▶ [Text excerpt]
Download, unzip and run *bd_rem_tool_gui* from here


----------



## Boco (Jun 29, 2005)

I downloaded and ran it and the scan didn't find anything. After running the scan, I tried to get into www.Microsoft.com, and couldn't - got the same message "Internet Explorer cannot display the web page. Sorry.


----------



## TOGG (Apr 2, 2002)

Have you got another browser you could try, such as Firefox or Opera? Many MS sites only work with IE but, if another browser can at least connect, that might narrow the issue down to IE and its settings. 

If you did have the Conficker worm you might be missing Windows Updates and recent Restore points but variant C, which first appeared in early March, is designed to prevent most security programs from updating, and you say you were able to update Norton/Symantec.What is your latest definitions date?

Finally, what happens if you type that MS site's IP address into your browser instead of the URL? The IP address is a series of four groups of numbers separated by full stops as follows; 65.55.21.250


----------



## Phantom010 (Mar 9, 2009)

Did you go through ALL the instructions in post #4?


----------



## Boco (Jun 29, 2005)

I did all of the steps except I wasn't sure how to "add Windows Update to the Trusted Zone site." But I did everything else and still had trouble getting the site.


----------



## Boco (Jun 29, 2005)

This is for Togg - no I don't have another browser. BUT when I used the IP address you gave me I got the Microsoft website! What does it mean when I can get the site with the IP address but not the "wwwwww" address?
As I said before, I'm missing the most recent Windows update KB890830 but the Windows update site says it was sent to me?

▶ [Entries]
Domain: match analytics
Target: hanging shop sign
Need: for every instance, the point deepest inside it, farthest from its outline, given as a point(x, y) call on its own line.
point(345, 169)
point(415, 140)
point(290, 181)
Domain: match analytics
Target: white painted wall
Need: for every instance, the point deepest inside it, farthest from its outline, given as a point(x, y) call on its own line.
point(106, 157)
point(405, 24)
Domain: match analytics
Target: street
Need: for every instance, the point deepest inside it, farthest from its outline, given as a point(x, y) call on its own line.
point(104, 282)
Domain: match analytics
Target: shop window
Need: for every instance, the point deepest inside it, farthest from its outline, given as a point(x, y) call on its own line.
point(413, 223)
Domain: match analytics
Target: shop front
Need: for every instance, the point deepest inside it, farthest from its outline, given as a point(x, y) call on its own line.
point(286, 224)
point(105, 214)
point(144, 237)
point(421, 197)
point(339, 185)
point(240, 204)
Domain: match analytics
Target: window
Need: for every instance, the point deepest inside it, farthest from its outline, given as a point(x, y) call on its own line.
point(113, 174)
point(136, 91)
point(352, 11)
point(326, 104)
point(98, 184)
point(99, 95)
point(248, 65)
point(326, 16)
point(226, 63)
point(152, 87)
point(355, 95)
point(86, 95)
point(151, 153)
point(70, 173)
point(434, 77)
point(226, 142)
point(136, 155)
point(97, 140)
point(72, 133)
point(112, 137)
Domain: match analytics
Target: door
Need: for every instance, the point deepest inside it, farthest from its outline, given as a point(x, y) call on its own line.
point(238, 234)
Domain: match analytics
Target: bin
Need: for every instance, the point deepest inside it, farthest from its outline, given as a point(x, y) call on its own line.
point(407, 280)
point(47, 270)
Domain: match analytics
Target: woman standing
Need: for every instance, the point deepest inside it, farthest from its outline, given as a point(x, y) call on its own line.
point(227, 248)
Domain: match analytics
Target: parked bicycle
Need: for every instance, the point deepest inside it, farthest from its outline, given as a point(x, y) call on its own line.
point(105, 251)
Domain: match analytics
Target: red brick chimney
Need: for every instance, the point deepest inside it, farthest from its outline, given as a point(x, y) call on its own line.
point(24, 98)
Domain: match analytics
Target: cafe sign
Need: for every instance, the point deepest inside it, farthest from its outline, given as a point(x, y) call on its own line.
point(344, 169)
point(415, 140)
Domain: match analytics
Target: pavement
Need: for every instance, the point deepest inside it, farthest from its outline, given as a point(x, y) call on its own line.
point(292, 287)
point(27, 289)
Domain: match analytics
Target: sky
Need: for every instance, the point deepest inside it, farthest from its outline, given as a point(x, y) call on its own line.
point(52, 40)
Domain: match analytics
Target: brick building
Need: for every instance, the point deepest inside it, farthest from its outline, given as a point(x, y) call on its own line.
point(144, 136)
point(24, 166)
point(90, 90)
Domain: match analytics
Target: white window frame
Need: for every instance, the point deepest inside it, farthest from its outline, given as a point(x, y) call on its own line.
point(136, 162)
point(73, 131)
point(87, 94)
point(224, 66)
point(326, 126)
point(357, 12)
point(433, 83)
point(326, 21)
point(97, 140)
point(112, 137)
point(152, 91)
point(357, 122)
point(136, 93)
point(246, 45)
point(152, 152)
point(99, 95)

▶ [What this exercise asks]
**1.** In the forum thread about reaching the Microsoft site, which IP address does TOGG suggest typing into the browser instead of the URL?
**2.** Continue the forum thread about reaching the Microsoft site, picking up right after its final sentence.

▶ [The results]
**1.** 65.55.21.250

**2.**
----------



## Phantom010 (Mar 9, 2009)

Add windowsupdate.*microsoft*.com/ and www.*microsoft*.com/ to your trusted sites, as described in post #2.


----------



## Boco (Jun 29, 2005)

I added both to Trusted Sites. "www.microsoft.com" still didn't work. Windowsupdate did - but it did b4 with no problem. There seems to be something with the literal www.microsoft.com. I can get into Microsoft site that doesn't start with it.


----------



## Phantom010 (Mar 9, 2009)

Go to your IE Options, under the *Privacy tab*. Click on *Sites*. Make sure www.microsoft.com isn't in the list and *not* set as *Always block*.


----------



## Boco (Jun 29, 2005)

Neither one is there. In fact, no sites are listed.


----------



## Phantom010 (Mar 9, 2009)

Boco said:


> Neither one is there. In fact, no sites are listed.


That's odd, you should have a whole bunch of blocked websites in there, by default with IE7.

I think the problem might be with your IE7.


----------



## Phantom010 (Mar 9, 2009)

Try to reset your IE7 first. Open the *Options*, under the *Advanced tab*, click on *Reset. *Try www.microsoft.com again to see if it works.

You might have to uninstall and reinstall IE7.

According to Microsoft, you cannot uninstall Internet Explorer 7 after you install Windows XP Service Pack 3. When you use the Add or Remove Programs item in Control Panel, there is no option to uninstall Internet Explorer 7. However, this issue does not occur if you install Internet Explorer 7 after you install Windows XP SP3. So to uninstall Internet Explorer 7, you will have to first uninstall Windows XP SP3. Then uninstall Internet Explorer 7. Then reinstall Windows XP SP3 (if you want).

Then, you can get IE7 here.

Do you have SP3?


----------



## Phantom010 (Mar 9, 2009)

But before trying all this, did you try a *System Restore*???


----------



## Boco (Jun 29, 2005)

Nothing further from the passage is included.